## Start Text

VMI Fieldwork 2022: Expeditionary Teaching

Learning is an expedition into the unknown.”   Kurt Hahn & Outward Bound

Learning Philosophies

As John Dewey, father of hands-on education, wrote, learning should be a moving force. Students have read various thinkers on education as a practice of freedom, something we should consider a privelege, not a given.

Teach-In Reflections

In weekly field journals, students reflect on and evaluate their thinking after school visits or brainstorms. How do students learn best?  How might we develop flexible scaffolds to teach strategies and skills, gradually releasing responsibility to the students?

Classroom Visits

Over a few months, VMI cadets made three visits to their respective classrooms to observe, participate and lead a “teach-in”.

Welcome

class hours

T & TH: 11:50 -12:05pm

Office

463 Scott Shipp

Email

hoddesl@vmi.edu

Expeditionary Learning

About the Course

Fieldwork in Expeditionary Learning and Teaching is a community-based course focused on civic engagement in schools, giving VMI cadets opportunities to apply learning outside the classroom, and develop new rhetorical skills while working with experts and community members to explore local needs and concerns. This semester, VMI students will participate in Rockbridge County classrooms for their Fieldwork experience.  To synthesize their learning in the course, students will observe, investigate and design learning inquiries with local K-12 students as part of Rockbridge County’s Project-Based Learning Initiative.Thanks to a generous gift of books from the schools, cadets read Kate DiCamillo’s renowned children’s fantasy, The Miraculous Journey of Edward Tulane alongside the entire 5th grade at Central Elementary. This adventurous dive into the very real world of a very peculiar rabbit, helped launch cadet inquiries into how they could use anchor texts to explore community learning. The “Discovery of wonderful ideas” , a core principle of Outward Bound’s Expeditionary Learning, is a model that had spurred cadet invention for both their own literature inquiries, as well as developing “think alouds” and authentic, performance based assessments.  

10 principles of Outward Bound’s Expeditionary Learning

Our course is grounded in 10 principles of Outward Bound’s Expeditionary Learning (EL Ed, see below), such as the primacy of self discovery, collaboration and competition, and service, as well as 7 ‘Gold Standard’ elements for Project-based learning, originating with John Dewey’s experiential philosophies (PBL Website). In turn, our community fieldwork partnerships will practice the following principles:

These combined EL and PBL elements shaped best practices for our learning inquiries with local students, but also with our peers in the VMI classroom, allowing us to reassess how learning is, as Dewey claimed, ‘a moving force’ both continuous and interactive, both individual and social, that requires us to share and develop our academic, personal and civic habits and commitments. To that end, our aims are to

  • build a strong connection to the world
  • develop high standards for learning
  • assess and understand what we’ve learned via reflection
  • foster an ethics of practice and service
  • connect with teachers’ passion for learning and alertness to opportunity
  • support students responsibility for their own learning
  • create a spirit of adventure and challenge
  • make room for in-depth study, fieldwork, interdisciplinary connections
  • enable teacher and student leadership, teamwork, organization
  • generate new roles for learners—collaborator, apprentice, explorer, expert

Adapted from Key Expeditionary Learning Design Principles, Guide for Planning a Learning Expedition (Outward Bound, 1998)

## End Text
## Start Supplied records

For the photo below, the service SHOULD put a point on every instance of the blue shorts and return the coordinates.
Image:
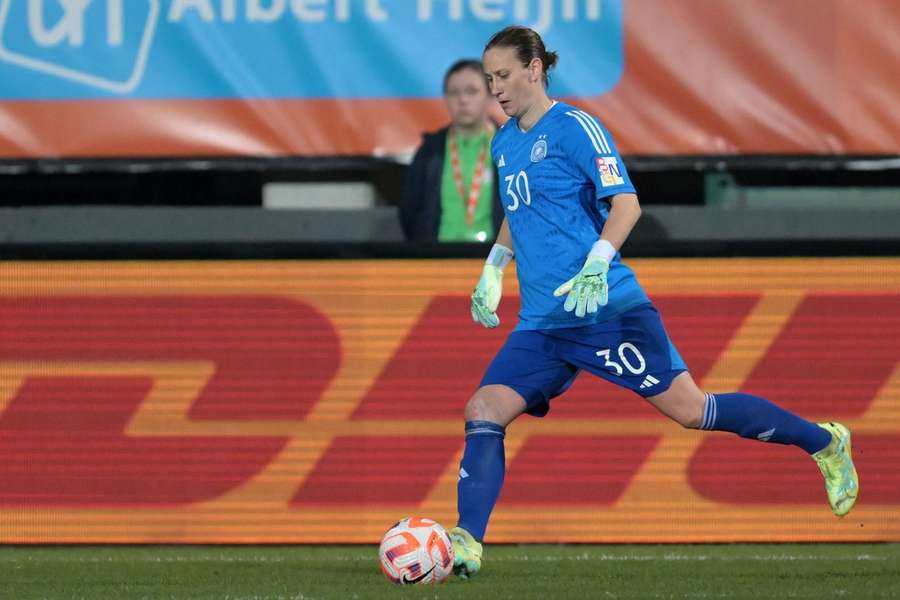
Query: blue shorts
(632, 351)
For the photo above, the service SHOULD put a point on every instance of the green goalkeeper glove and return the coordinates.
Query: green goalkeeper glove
(587, 290)
(486, 296)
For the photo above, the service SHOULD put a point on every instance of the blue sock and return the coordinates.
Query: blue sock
(758, 419)
(480, 475)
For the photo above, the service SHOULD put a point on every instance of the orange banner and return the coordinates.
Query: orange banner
(697, 77)
(319, 401)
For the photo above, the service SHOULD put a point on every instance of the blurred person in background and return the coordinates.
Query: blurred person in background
(451, 193)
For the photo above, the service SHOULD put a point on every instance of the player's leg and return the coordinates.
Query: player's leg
(756, 418)
(523, 376)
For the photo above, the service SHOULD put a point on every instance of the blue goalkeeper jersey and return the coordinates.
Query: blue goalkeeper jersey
(556, 180)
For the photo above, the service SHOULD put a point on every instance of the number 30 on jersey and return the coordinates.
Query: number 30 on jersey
(517, 189)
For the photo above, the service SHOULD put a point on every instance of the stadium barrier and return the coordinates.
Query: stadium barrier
(319, 401)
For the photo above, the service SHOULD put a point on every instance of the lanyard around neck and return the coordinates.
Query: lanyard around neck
(470, 199)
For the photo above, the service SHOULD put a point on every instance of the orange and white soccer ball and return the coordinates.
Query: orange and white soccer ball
(416, 550)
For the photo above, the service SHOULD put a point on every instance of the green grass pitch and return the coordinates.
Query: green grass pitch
(765, 571)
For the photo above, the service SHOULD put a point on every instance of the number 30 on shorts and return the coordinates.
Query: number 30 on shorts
(628, 356)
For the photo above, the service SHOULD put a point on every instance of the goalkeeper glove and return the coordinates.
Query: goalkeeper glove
(486, 296)
(588, 290)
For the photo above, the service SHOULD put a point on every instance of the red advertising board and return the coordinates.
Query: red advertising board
(319, 401)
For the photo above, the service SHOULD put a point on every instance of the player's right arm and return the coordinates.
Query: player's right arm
(486, 297)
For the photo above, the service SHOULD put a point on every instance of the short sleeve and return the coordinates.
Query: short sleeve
(592, 149)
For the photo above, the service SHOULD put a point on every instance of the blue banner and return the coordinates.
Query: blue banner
(333, 49)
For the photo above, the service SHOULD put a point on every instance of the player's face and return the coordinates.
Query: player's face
(509, 81)
(467, 98)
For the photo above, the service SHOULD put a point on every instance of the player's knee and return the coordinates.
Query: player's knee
(478, 408)
(494, 407)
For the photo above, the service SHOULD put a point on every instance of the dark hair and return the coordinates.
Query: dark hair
(461, 65)
(528, 45)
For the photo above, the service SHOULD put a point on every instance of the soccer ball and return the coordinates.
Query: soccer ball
(416, 550)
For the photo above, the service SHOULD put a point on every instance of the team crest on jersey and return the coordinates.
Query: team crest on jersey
(609, 171)
(539, 150)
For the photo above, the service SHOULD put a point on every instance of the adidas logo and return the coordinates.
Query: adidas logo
(649, 381)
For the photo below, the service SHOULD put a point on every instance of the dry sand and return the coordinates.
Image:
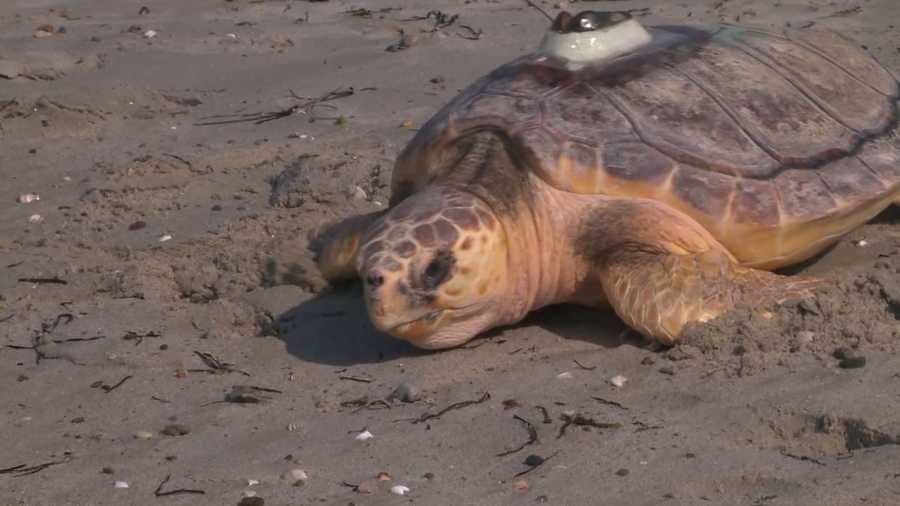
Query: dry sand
(751, 411)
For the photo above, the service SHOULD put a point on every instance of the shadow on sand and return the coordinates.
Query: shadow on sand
(333, 328)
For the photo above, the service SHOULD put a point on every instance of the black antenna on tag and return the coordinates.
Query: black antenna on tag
(539, 9)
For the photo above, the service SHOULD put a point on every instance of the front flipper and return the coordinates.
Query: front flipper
(658, 293)
(338, 244)
(661, 270)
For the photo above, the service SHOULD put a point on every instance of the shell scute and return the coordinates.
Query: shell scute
(676, 116)
(636, 161)
(580, 113)
(851, 57)
(772, 111)
(706, 191)
(803, 194)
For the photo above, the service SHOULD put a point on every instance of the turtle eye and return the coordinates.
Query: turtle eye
(585, 22)
(438, 269)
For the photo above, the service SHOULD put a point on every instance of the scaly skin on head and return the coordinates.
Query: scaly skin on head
(435, 269)
(482, 247)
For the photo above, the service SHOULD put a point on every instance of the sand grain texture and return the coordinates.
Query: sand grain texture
(101, 121)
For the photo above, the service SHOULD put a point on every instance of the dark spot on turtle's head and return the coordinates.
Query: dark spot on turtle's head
(437, 270)
(462, 218)
(391, 264)
(405, 249)
(446, 232)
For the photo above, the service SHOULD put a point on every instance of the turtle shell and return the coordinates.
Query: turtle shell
(778, 143)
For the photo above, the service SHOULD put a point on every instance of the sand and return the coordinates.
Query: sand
(169, 263)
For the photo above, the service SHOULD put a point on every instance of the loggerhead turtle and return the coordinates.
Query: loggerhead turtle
(663, 171)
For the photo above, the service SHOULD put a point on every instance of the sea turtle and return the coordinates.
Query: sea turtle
(662, 171)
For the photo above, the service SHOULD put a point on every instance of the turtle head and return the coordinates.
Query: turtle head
(434, 269)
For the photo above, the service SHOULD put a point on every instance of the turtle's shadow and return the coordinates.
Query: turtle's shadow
(333, 328)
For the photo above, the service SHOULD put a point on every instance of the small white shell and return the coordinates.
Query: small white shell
(400, 489)
(364, 436)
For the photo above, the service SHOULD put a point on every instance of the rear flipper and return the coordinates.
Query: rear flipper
(337, 245)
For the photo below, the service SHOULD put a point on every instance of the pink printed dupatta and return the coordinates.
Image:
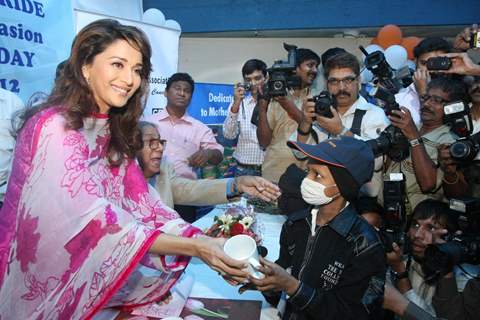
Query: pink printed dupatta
(74, 231)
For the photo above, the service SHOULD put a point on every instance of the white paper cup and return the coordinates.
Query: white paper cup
(244, 248)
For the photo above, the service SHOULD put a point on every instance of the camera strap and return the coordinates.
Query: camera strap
(357, 121)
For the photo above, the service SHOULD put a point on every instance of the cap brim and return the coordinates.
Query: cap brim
(315, 152)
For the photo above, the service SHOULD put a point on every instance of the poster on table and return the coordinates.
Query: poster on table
(34, 37)
(164, 42)
(210, 102)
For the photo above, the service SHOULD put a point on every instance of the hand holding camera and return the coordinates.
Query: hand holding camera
(468, 38)
(402, 119)
(308, 108)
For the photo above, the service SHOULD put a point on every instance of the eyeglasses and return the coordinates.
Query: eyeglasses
(436, 99)
(346, 81)
(155, 143)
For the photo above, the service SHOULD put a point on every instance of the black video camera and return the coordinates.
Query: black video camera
(458, 248)
(392, 80)
(247, 86)
(466, 148)
(391, 141)
(323, 102)
(281, 75)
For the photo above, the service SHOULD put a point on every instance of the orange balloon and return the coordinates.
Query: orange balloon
(389, 35)
(410, 43)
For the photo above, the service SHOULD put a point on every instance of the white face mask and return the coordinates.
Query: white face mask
(313, 192)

## End Supplied records

→ **Problems and tasks**:
**a.** According to the final bullet of the course page, what new roles for learners are named?
**b.** Show every line of the records that contains the string "sand", matching case exactly.
The records are unrelated to the course page.

→ **Results by task**:
**a.** collaborator, apprentice, explorer, expert

**b.**
For the photo below, the service SHOULD put a point on every instance of the dry sand and return the coordinates.
Query: dry sand
For the photo above, the service SHOULD put a point on every instance of the shadow on sand and return the coordinates.
Query: shadow on sand
For the photo above, the service SHOULD put a point on every instance of the sand grain texture and return the coordinates.
Query: sand grain texture
For the photo above, the service SHOULD put a point on every instance of the sand and return the coordinates.
Query: sand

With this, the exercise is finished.